> _PROBLEM DETAILS_
Copy the records verbatim, beginning with the first line and stopping after the line that contains "positive clicks: (214, 187) (191, 101)".

> _THE RECORDS_
- - - - - - -
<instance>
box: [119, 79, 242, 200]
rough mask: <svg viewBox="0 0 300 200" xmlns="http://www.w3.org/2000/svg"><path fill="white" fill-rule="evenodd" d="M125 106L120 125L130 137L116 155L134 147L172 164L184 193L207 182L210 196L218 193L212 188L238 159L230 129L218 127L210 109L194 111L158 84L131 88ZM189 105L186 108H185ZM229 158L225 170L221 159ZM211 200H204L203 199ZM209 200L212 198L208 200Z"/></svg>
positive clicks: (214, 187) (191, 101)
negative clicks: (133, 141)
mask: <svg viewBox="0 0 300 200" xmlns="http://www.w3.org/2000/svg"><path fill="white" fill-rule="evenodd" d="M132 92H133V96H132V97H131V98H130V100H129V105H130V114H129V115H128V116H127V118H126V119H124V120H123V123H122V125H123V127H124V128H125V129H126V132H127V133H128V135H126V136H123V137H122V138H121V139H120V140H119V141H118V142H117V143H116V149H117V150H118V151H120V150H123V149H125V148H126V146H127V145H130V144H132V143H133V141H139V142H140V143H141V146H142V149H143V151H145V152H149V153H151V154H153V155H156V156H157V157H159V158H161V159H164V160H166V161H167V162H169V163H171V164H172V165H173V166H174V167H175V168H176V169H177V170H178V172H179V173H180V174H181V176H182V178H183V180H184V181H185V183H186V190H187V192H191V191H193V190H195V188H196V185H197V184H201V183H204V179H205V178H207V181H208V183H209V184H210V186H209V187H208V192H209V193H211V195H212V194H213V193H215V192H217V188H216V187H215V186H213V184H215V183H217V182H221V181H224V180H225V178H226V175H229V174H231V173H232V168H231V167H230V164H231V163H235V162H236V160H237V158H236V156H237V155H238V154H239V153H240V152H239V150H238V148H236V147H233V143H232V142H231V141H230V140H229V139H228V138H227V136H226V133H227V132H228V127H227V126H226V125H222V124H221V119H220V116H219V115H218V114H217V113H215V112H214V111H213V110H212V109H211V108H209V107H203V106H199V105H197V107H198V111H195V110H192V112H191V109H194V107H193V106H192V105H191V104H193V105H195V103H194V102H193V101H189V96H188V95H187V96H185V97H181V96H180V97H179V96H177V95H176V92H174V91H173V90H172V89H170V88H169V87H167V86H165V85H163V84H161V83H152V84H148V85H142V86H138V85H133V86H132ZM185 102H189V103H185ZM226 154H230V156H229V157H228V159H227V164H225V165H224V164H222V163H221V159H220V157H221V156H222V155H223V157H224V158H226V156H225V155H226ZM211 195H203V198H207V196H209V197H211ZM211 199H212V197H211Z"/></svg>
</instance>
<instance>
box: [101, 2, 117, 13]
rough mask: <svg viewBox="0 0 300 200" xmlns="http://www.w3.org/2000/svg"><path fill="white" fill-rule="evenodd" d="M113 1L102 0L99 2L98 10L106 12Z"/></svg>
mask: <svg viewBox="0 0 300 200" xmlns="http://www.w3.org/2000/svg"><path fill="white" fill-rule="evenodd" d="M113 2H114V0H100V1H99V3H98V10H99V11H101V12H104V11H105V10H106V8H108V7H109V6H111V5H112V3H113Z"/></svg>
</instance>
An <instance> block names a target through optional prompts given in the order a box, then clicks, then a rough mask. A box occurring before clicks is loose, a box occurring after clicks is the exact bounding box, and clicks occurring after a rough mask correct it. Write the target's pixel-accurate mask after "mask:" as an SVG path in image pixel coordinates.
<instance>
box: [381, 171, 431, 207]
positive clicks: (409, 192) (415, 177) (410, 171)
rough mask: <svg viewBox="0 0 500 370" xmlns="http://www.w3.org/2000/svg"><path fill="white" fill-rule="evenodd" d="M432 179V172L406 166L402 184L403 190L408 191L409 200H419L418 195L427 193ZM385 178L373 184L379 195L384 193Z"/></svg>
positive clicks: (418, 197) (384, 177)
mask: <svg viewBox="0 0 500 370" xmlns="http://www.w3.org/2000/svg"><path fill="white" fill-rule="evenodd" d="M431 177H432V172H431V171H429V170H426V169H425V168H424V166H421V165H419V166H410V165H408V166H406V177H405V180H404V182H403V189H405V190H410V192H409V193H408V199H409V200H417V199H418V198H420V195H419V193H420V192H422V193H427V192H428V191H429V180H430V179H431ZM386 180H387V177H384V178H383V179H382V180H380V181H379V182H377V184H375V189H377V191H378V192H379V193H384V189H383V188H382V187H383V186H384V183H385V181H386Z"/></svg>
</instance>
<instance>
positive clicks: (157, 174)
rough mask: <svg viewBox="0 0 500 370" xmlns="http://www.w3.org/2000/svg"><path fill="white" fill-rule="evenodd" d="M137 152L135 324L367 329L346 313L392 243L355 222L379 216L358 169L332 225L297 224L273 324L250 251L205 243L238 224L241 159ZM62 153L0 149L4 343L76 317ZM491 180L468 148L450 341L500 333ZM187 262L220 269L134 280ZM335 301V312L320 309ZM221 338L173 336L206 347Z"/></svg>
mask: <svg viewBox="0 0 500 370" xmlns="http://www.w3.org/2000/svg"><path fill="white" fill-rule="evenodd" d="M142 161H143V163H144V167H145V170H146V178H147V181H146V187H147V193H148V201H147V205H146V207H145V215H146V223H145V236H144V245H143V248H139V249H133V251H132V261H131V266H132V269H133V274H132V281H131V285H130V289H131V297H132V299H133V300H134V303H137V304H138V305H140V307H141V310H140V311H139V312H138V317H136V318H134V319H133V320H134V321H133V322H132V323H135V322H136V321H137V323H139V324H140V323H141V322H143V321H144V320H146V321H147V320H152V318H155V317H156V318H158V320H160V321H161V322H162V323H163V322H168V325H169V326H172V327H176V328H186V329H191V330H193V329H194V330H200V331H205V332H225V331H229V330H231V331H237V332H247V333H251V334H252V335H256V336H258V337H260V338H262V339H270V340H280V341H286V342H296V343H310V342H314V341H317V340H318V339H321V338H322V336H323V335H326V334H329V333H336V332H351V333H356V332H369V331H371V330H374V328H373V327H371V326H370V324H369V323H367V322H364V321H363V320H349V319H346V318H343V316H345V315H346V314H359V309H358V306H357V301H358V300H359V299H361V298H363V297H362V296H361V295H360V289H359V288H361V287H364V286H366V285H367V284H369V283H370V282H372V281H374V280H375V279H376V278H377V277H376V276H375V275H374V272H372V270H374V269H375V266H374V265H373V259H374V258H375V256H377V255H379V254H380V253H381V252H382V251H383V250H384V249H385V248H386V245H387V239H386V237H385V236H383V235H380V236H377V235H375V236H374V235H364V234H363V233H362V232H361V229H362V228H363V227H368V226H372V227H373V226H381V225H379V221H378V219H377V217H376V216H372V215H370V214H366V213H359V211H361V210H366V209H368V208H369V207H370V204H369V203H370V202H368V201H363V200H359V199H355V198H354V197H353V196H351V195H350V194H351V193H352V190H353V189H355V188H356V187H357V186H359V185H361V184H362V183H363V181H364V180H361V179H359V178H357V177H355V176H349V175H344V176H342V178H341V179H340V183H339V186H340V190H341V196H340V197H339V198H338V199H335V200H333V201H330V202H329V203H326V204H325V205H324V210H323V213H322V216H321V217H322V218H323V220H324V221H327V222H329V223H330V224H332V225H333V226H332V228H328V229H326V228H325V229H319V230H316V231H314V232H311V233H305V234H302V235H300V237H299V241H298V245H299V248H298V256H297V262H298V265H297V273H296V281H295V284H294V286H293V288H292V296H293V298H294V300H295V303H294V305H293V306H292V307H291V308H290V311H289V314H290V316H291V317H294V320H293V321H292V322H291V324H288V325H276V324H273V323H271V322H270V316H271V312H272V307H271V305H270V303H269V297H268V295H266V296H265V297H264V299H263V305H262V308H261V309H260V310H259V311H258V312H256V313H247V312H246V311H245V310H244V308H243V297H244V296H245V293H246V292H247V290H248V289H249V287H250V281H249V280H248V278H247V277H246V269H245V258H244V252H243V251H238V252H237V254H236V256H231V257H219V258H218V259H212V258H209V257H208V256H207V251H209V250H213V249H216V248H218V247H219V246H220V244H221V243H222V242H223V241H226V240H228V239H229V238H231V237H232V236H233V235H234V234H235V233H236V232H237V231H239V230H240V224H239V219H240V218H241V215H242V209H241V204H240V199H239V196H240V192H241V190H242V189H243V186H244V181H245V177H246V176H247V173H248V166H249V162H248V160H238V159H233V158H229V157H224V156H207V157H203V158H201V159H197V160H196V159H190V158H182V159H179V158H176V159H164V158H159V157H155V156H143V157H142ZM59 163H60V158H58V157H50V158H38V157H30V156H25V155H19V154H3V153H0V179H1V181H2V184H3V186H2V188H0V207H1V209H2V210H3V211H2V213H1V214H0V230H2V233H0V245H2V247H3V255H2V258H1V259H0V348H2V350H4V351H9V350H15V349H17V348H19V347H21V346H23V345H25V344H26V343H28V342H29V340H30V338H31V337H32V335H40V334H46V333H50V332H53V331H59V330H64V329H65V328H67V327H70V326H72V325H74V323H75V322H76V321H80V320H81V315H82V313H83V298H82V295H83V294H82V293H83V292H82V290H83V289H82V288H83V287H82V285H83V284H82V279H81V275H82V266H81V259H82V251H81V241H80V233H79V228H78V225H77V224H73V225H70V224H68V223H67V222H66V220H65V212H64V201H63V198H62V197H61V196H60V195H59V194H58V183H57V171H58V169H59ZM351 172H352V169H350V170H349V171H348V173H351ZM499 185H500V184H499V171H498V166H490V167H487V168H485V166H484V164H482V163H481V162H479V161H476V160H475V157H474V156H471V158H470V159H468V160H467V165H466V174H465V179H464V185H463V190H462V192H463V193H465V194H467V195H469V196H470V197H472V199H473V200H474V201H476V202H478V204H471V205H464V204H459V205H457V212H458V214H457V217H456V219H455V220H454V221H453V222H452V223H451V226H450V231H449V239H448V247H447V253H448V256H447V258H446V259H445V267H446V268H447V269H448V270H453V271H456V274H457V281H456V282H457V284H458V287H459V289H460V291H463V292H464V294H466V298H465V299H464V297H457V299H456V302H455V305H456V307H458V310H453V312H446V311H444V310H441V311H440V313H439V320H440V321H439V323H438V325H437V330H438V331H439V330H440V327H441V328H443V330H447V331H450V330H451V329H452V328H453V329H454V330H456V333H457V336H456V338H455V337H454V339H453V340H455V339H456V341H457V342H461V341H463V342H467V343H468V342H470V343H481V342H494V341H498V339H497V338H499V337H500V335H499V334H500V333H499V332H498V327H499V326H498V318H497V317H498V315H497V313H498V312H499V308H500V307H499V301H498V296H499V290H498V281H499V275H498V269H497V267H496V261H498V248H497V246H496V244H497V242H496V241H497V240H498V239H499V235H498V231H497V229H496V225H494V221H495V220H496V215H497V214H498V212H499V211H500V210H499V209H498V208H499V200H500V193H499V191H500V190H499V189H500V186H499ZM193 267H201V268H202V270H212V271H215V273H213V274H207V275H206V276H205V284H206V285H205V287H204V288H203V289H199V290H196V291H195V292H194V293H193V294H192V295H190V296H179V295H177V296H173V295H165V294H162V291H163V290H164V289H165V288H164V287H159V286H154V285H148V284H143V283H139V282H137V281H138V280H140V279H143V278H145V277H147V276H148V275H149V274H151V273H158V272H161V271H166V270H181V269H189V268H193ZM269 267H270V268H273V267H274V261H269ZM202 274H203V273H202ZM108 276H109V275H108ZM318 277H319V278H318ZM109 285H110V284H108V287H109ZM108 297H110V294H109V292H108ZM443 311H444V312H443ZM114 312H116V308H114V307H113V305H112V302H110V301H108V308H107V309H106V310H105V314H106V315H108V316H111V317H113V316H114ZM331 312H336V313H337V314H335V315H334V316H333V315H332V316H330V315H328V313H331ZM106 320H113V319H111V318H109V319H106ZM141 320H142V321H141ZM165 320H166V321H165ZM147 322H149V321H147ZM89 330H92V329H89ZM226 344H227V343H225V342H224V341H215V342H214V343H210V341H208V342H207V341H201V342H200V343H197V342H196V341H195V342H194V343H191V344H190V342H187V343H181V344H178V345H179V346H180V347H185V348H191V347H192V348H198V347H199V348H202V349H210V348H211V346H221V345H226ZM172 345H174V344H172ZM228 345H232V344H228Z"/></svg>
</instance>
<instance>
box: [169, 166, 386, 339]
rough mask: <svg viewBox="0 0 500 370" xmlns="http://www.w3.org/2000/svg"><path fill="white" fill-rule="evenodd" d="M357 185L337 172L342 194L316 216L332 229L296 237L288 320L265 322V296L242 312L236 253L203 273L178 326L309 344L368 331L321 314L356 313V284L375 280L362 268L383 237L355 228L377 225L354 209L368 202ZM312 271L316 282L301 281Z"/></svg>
- - - - - - -
> _SOLUTION TO THE PROBLEM_
<instance>
box: [119, 79, 242, 200]
rough mask: <svg viewBox="0 0 300 200" xmlns="http://www.w3.org/2000/svg"><path fill="white" fill-rule="evenodd" d="M125 106L120 125L130 137L116 155L134 147L172 164L184 193L207 182L210 196L218 193L212 188L238 159L230 129L218 127L210 109L194 111L158 84L131 88ZM189 105L186 108H185ZM229 158L225 170L221 159ZM211 200H204L203 199ZM209 200L212 198L208 200Z"/></svg>
positive clicks: (214, 187) (191, 101)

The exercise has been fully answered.